DIRECTIVE 1: In the forum post on Misspent Youth, how many dice does the dice mechanic always use?
DIRECTIVE 2: According to the forum post on Misspent Youth, why does the designer want the dice to resolve conflict with a bell curve of probability?

SUPPLIED PASSAGE:
········

On another thread, James suggested a new thread, and I shall comply.

Quote from: Blankshield on August 24, 2006, 01:12:08 PM
Quote from: RobNJ on August 14, 2006, 01:27:45 PM
2) Does this matter?  Am I going to get anything useful from looking at these distributions?  Should I just go with my gut and have it playtested?

(PS: On the drive home from Gen Con I wrote the complete notes/outline of a game.)

Hi Rob,

To answer question 2: Yes, it matters; in games with dice, dice mechanics affect the shape of play greatly.  However, you probably don't need to know curves and probabilities and all the rest of that, except in very broad terms.  I would suggest you're going about this a little bit backwards:

In the context of your game, find out what effect you want the dice to have, both in terms of possible range and effect and probably outcomes.  Then develope on the mechanic that does that, playtest it to confirm it matches expectations.  Lacerate, rinse, repeat.

Dice mechanics and probability curves are fun (for some people) and useful to know as a tool in your designer's belt, but without the context of the game it's going to be in, it's basically mathamatical wanking.

So... what's your game idea?  (probably best for a new thread, esp. since it seems you've gotten your answer to #1)

James

The Big 3 on Misspent Youth:

1)  What is your game about?

Misspent Youth is about standing up to power and having fun (not the standard "games are fun right?" stuff, having fun as characters is important to the game) while doing it.  It's about growing up too fast versus being sheltered.  It's about whether you can ever stand up to power and have it mean something, or if it's all just gas.

2)  What do the characters do exactly?

Characters fight The Authority as it tries to pollute, crush, or harm the things that matter to them.  They show off to one another, help one another, sometimes undermine one another.  They try to spread the rebellion and hang onto youth as long as they can.

3)  How do the players play the game?

Players design the characteristics of The Authority, choosing the aspects and methods which appeal to them most and then create their troublemaker, detailing how the child got to where she is today.  At the outset of play, an Operation is detailed and during play players set scenes to address the Operation and their own issues.

There's a lot I could talk about but hopefully that gets most of the Big 3.  I'm willing to elaborate.  I have half of a playtest ruleset written and the other half completed design but in scattered notes that have to be brought together.

--

What do I want the dice to do?  I want the dice to determine the outcome of conflict (and during action scenes, task) resolution with a representational-of-reality bell curve of probability, so that extreme results are rare.  Bonuses increase the size of one die, penalties decrease the size of one die (from a base of d6).  Three dice are always used.

········

SUPPLIED DATA:
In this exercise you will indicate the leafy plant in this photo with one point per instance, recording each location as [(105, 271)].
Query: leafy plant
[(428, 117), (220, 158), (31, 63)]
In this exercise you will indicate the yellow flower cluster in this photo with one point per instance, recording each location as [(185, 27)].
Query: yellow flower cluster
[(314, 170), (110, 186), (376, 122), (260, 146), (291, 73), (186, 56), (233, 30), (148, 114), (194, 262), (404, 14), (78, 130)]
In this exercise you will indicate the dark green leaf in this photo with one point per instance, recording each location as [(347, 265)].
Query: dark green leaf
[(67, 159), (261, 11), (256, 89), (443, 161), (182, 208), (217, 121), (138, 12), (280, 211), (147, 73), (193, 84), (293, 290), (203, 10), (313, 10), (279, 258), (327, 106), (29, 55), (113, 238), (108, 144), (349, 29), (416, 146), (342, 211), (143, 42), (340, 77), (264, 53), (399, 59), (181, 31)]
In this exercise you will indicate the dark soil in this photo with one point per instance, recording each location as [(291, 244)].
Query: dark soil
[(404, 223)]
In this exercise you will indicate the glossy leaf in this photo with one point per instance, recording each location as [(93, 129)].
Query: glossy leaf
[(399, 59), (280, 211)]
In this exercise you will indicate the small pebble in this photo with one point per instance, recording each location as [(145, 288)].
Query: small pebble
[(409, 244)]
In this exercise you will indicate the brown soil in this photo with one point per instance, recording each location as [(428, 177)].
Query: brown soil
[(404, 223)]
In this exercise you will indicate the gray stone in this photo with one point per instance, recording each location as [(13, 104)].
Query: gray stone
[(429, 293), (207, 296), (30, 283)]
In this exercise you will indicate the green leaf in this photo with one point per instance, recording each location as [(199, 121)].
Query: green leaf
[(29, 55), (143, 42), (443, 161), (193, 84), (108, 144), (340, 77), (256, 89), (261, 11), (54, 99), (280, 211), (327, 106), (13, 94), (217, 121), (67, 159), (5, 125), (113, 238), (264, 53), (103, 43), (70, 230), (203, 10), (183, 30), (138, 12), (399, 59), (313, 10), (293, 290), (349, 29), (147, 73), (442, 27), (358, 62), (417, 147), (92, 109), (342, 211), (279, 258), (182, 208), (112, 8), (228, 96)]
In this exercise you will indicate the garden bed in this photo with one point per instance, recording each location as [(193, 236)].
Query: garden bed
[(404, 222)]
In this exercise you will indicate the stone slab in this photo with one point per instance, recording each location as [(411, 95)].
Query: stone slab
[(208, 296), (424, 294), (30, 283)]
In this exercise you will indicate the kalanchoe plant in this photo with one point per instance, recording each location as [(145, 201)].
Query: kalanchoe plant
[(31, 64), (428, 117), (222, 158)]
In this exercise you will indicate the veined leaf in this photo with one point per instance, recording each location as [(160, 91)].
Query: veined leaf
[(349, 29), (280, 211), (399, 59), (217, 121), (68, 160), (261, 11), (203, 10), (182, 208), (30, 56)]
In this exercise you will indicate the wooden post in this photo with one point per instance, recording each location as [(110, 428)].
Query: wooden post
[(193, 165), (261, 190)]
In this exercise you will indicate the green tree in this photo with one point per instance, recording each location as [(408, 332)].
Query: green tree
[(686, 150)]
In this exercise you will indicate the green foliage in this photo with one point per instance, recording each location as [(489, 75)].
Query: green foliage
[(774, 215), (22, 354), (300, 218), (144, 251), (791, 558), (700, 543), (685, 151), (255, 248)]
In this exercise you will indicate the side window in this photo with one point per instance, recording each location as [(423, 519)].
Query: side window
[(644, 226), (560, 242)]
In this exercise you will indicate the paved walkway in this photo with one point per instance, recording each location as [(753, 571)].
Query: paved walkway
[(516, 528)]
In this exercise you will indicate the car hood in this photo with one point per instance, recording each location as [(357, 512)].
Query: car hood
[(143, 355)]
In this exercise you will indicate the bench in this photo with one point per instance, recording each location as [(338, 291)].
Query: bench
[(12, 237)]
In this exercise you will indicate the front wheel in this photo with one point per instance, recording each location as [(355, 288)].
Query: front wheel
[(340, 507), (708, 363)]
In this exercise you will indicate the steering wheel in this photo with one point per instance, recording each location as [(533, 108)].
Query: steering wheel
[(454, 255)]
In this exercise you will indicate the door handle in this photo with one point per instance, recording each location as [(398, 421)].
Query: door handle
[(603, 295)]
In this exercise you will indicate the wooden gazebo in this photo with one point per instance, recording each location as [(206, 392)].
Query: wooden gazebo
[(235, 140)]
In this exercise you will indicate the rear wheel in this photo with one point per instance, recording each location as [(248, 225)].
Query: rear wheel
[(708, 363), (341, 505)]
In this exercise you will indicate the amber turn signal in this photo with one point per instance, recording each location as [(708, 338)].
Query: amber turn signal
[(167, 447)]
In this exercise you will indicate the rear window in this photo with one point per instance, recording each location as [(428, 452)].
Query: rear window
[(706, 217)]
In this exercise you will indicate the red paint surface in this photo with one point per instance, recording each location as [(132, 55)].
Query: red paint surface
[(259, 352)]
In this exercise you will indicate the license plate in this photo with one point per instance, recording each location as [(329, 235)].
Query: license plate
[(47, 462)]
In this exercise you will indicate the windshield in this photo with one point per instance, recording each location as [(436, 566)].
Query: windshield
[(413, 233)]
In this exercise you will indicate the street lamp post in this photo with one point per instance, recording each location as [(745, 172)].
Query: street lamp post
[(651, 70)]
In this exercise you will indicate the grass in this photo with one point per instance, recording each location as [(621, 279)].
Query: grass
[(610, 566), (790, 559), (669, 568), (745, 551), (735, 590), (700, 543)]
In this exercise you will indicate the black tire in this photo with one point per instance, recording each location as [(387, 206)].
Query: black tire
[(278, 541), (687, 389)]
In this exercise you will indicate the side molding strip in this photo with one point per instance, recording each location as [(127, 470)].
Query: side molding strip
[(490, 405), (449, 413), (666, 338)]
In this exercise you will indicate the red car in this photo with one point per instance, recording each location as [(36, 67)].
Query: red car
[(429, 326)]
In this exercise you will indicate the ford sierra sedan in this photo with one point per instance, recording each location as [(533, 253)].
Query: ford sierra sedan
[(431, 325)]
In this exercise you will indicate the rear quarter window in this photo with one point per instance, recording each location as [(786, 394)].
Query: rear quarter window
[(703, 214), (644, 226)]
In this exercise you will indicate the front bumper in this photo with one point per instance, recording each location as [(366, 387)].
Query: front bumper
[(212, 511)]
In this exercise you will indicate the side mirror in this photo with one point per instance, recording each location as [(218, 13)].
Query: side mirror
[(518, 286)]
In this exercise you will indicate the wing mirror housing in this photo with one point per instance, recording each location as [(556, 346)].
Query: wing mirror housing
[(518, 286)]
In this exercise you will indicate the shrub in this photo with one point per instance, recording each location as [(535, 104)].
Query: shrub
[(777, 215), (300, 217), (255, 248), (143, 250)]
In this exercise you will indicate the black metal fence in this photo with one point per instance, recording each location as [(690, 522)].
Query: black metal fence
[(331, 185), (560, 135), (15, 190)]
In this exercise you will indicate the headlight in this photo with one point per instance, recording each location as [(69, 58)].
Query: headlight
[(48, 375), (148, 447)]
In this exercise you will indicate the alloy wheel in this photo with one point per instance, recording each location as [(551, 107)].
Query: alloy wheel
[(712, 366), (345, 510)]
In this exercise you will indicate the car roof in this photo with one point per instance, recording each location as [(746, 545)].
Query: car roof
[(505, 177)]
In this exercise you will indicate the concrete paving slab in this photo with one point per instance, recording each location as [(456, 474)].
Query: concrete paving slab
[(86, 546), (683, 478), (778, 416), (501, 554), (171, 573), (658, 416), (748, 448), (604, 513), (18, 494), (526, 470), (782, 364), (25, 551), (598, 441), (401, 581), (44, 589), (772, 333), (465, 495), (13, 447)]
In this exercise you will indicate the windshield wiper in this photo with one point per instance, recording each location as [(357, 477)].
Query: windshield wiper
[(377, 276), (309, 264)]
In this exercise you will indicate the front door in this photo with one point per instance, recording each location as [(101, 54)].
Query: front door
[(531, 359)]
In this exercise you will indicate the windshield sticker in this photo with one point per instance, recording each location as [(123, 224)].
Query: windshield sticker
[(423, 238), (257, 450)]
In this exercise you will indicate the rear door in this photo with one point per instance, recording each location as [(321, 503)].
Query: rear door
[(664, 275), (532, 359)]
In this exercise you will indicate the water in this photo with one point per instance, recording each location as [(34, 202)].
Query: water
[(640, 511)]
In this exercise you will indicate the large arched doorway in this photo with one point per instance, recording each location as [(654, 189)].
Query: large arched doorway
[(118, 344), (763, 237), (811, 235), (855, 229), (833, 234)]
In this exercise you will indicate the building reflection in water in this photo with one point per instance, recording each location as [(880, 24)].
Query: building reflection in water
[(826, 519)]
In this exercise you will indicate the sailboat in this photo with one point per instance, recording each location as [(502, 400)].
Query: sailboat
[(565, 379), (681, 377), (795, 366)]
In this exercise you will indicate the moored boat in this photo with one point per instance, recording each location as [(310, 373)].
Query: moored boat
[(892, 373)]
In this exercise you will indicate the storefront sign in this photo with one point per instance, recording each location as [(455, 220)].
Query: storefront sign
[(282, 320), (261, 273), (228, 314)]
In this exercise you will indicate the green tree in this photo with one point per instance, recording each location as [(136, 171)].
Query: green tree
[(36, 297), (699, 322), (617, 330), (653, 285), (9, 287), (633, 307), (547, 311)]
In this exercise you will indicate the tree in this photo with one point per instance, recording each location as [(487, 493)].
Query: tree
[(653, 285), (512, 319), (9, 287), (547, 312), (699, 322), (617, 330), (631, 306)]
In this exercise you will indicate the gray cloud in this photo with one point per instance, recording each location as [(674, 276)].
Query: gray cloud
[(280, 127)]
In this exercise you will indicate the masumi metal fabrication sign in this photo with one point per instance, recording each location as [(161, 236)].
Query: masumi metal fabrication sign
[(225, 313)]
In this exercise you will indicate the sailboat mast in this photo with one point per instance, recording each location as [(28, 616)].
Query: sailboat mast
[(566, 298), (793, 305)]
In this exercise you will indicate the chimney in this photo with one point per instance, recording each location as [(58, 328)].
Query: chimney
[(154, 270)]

········

ANSWER 1: Three dice are always used.

ANSWER 2: The designer wants a bell curve that represents reality so that extreme results are rare.